Given task: Reproduce all of the data below verbatim, leaving out any pictures.

Given data:
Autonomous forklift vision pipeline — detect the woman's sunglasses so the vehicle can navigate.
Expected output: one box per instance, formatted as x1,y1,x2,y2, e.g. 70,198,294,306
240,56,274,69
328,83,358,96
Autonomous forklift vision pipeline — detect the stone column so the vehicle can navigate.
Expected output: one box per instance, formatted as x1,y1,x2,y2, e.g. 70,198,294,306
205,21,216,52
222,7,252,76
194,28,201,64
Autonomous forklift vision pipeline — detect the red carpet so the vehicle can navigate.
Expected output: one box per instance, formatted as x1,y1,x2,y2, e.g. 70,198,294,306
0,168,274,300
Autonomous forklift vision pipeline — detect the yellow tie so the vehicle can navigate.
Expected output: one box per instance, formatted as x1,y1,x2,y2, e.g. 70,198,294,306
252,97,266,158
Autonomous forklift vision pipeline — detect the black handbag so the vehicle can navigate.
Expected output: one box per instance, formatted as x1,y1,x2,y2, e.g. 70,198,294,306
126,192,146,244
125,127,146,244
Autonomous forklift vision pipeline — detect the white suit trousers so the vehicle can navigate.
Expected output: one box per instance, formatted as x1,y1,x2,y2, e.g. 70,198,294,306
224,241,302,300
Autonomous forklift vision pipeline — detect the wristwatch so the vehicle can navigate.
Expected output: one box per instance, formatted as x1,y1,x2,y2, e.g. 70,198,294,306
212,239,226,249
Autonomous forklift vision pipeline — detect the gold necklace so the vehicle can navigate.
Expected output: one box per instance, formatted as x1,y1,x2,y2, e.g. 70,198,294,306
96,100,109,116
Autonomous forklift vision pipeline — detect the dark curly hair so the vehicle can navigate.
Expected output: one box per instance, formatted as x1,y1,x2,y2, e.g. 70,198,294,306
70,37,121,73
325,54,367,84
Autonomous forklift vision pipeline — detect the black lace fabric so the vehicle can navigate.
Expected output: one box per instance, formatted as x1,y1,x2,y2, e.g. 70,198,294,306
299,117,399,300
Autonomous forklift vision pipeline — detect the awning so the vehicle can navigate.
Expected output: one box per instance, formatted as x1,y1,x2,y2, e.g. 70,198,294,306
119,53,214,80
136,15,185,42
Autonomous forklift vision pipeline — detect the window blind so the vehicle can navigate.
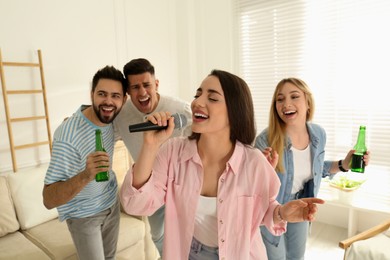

Task answer:
Autonomous forklift vision pipeline — detect the woman's sunglasses so the vehicle can navigate.
Expected output: one box per instance, formatted as x1,y1,x2,y2, e.g. 70,198,294,306
240,56,274,69
328,83,358,96
Autonomous forklift vision pipeline — detect the stone column so the vehicle can navigate.
Expected output: one box per instance, formatted as x1,y1,x2,y2, e.g. 70,198,294,306
205,21,216,52
222,7,252,76
194,28,201,64
Autonomous forklift vision pipeline — detect the red carpet so the vehicle can navigate.
Expected output: one box per instance, formatted as x1,y1,x2,y2, e.g. 70,198,294,306
0,168,274,300
Autonomous forklift vision pipeline — detect the yellow tie so the vehicle can navigate.
Expected output: one box per instance, formatted as x1,y1,x2,y2, e.g. 70,198,294,306
252,97,266,158
Autonomous forklift vision pipeline — detect the black handbag so the vehicle can navigate.
Expected output: one box per instance, formatted as x1,y1,x2,y2, e.g. 70,198,294,306
126,192,146,244
125,127,146,244
Autonomous forklift vision pipeline — detect the white suit trousers so the vehicle can navigate.
Expected output: one box per instance, formatted as x1,y1,x2,y2, e.g. 70,198,294,306
224,241,302,300
Autonomous forklift vision pipeline — detect the wristwatch so the vehicle can navigate.
Expected output: one box per instance, formatted as x1,y1,x2,y2, e.g. 70,198,294,306
212,239,226,249
Autonomous forklift vision pipeline — detect the gold necklace so the vehicle can navigate.
Expected output: one box per instance, formatted as x1,y1,x2,y2, e.g. 70,198,294,306
96,100,109,116
Autonomous forklift vision pipeline — detect the dark curly hair so the vehicle can navigate.
Expected output: one box per instance, formatted as x1,y1,x2,y2, e.g. 70,198,294,306
70,37,121,73
325,54,367,84
Autonomous forklift vision pipeline — detect the black lace fabric so the vehicle can navigate.
Expected output: one box per instance, formatted as x1,y1,x2,y2, e.g. 70,198,294,306
299,117,399,300
Autonomous forklift vision pipeline — detect the awning so the vehicle can navigate.
Expected output: one box per instance, formatted as x1,y1,x2,y2, e.g. 70,198,294,306
119,53,214,80
136,15,185,42
Autonomous forklift vision pipeline — detect the window blind so the vehicle can navigate.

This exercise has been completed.